*** Block opens ***

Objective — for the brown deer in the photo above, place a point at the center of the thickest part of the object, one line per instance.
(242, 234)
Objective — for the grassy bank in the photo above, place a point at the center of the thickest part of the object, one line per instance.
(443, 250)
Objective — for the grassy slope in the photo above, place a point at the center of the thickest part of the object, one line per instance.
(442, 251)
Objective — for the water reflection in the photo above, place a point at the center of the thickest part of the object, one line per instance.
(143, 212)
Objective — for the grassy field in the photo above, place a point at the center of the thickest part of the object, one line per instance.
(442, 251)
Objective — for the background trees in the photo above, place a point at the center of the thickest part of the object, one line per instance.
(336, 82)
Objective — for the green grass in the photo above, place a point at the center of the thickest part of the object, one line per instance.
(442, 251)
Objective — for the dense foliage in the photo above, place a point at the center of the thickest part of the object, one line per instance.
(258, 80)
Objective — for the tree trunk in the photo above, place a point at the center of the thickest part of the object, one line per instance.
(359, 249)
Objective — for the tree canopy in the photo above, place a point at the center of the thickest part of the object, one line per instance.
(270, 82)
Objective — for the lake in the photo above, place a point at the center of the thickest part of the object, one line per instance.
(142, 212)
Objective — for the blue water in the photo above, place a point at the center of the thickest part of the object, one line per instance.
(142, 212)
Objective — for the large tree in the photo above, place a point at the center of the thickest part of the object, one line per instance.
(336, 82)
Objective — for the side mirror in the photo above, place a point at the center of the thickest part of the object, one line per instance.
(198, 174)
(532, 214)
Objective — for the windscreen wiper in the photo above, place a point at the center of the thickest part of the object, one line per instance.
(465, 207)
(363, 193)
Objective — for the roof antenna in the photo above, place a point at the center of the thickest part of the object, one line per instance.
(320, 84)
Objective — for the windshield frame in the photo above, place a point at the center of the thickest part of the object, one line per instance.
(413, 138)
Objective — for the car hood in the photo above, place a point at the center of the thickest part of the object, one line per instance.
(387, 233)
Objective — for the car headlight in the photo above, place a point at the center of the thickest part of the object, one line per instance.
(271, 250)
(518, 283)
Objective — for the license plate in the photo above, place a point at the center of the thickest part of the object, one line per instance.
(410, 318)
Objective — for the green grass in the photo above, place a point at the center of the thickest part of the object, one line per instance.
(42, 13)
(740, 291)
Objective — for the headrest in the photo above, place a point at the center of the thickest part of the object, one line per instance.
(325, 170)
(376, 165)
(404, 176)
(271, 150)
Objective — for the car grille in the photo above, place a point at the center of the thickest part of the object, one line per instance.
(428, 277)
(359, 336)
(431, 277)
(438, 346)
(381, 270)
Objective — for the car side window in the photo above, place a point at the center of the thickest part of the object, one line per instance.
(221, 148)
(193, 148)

*** Block closes ***

Beginning with the line that contains "Objective — for the license", each line of the records above through the last one must be printed word for word.

▸ **Result for this task**
Objective — for the license plate in the photo above, place a point at the center of the thickest part of the object, one line per instance.
(410, 318)
Objective — for the green grass in the photo above, place a point at the center of the thickest part of the object, one line per instance.
(42, 13)
(740, 291)
Objective — for the headrest in the photo above, place a point at the center of the thickest part of the object, one line per instance.
(325, 170)
(376, 165)
(404, 176)
(271, 150)
Objective — for the car grille in the photo above, place a point at the center of the thickest part of the object, one line per instance.
(428, 277)
(359, 336)
(431, 277)
(438, 346)
(381, 270)
Objective — for the car side window in the photo above, place a point at the center of the thickest part of the object, one line per instance.
(221, 148)
(193, 148)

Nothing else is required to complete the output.